### Task prompt
Rewrite the records below with "photograph" swapped for "image" and everything else kept the same, leaving out the pictures.

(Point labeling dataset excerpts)
— begin —

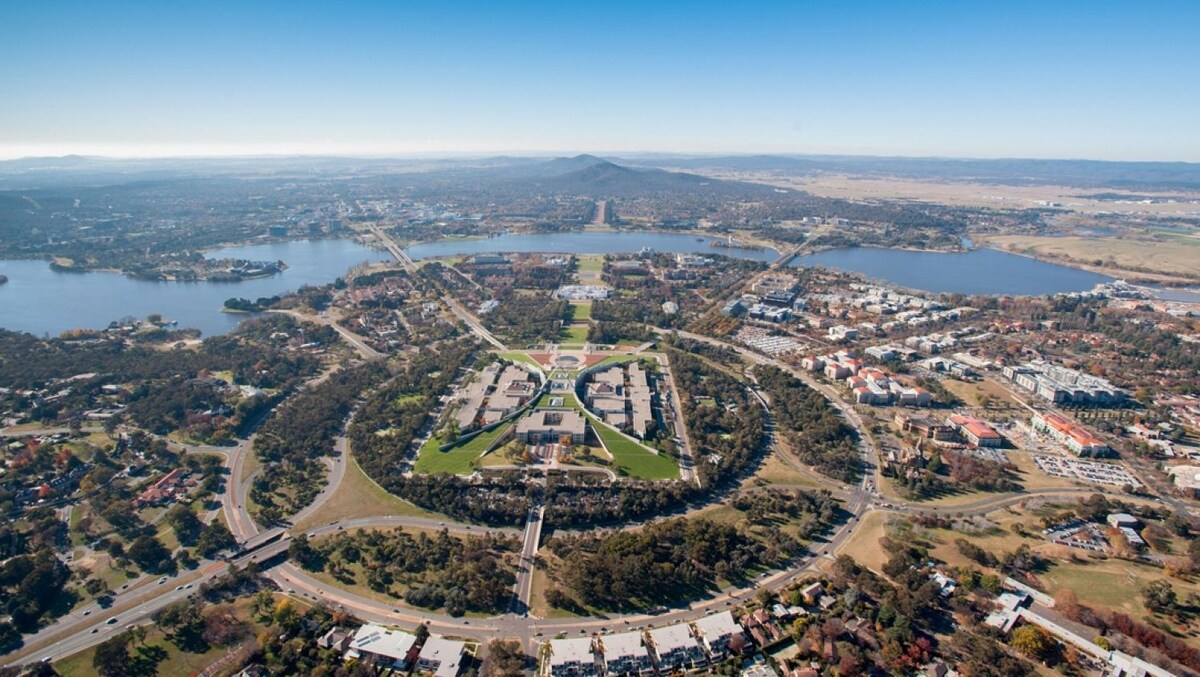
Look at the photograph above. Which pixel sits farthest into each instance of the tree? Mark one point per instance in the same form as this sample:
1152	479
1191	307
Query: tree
1159	597
1032	641
149	553
305	555
185	522
214	539
112	657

— end —

### Answer to this exercise
Look at the image above. Which pixel sits farthest into each instance of the tree? Mark one point per instance in the same form as this sample:
1152	479
1191	307
Query: tree
1159	597
1032	641
149	553
305	555
185	522
214	539
112	657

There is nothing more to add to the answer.